*TASK BRIEF:* Your task is to output the listing word for word, with pictures excluded.

*DATA SUPPLIED:*
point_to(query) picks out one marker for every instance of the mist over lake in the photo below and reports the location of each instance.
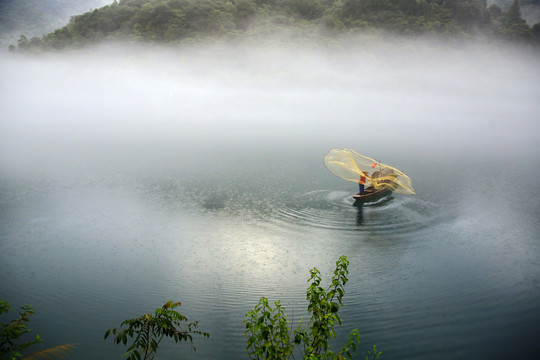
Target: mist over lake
(131, 176)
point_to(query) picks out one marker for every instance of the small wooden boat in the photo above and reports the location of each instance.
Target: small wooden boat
(371, 195)
(351, 166)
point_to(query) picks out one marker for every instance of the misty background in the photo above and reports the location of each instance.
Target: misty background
(133, 175)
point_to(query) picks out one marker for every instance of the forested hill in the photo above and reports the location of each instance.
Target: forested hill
(177, 21)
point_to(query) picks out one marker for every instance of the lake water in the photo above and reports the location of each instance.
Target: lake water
(132, 178)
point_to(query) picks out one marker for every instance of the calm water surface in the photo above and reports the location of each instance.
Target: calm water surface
(211, 191)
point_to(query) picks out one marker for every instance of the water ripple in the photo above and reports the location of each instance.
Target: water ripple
(334, 210)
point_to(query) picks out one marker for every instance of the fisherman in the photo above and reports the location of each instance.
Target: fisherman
(362, 181)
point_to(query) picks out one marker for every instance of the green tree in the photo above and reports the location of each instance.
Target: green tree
(269, 335)
(149, 330)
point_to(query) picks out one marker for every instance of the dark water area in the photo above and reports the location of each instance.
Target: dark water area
(148, 196)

*SOLUTION:*
point_to(query) picks out one marker for every instance of the mist over lake in the photo below and reports the location of each instance.
Target: mist over lake
(131, 176)
point_to(query) picks out one marker for every instance of the small wooden boat in the photo above and reports the location of each instance.
Target: small wooden boat
(371, 195)
(351, 166)
point_to(query) picks out one marker for every instance of the misty background in the photo above and reports the location of each instance.
Target: misty background
(133, 175)
point_to(query) picks out one marker for every instance of the forested hill in the photo above and reports the location of each instance.
Target: forested hill
(177, 21)
point_to(query) picks out one marker for every instance of the lake water in the photo above and reports the location of each instance.
Target: lake water
(132, 178)
point_to(query) picks out one marker for every instance of the calm water surface in the photo above and reports the location of each instance.
Target: calm water surface
(211, 191)
point_to(query) picks out one marker for every instance of the water ripple in the photo above and reports the location of each instance.
Target: water ripple
(334, 210)
point_to(query) picks out one marker for every instance of the fisherman in the photo above and reports the location of each instance.
Target: fisherman
(362, 181)
point_to(query) picks out one marker for every instance of the green tree in the photo above and reports the location of each instance.
Target: green tree
(269, 335)
(149, 330)
point_to(query) picks out one marker for every instance of the dark water area in the photo above and reports the location of each instance.
Target: dark water area
(148, 196)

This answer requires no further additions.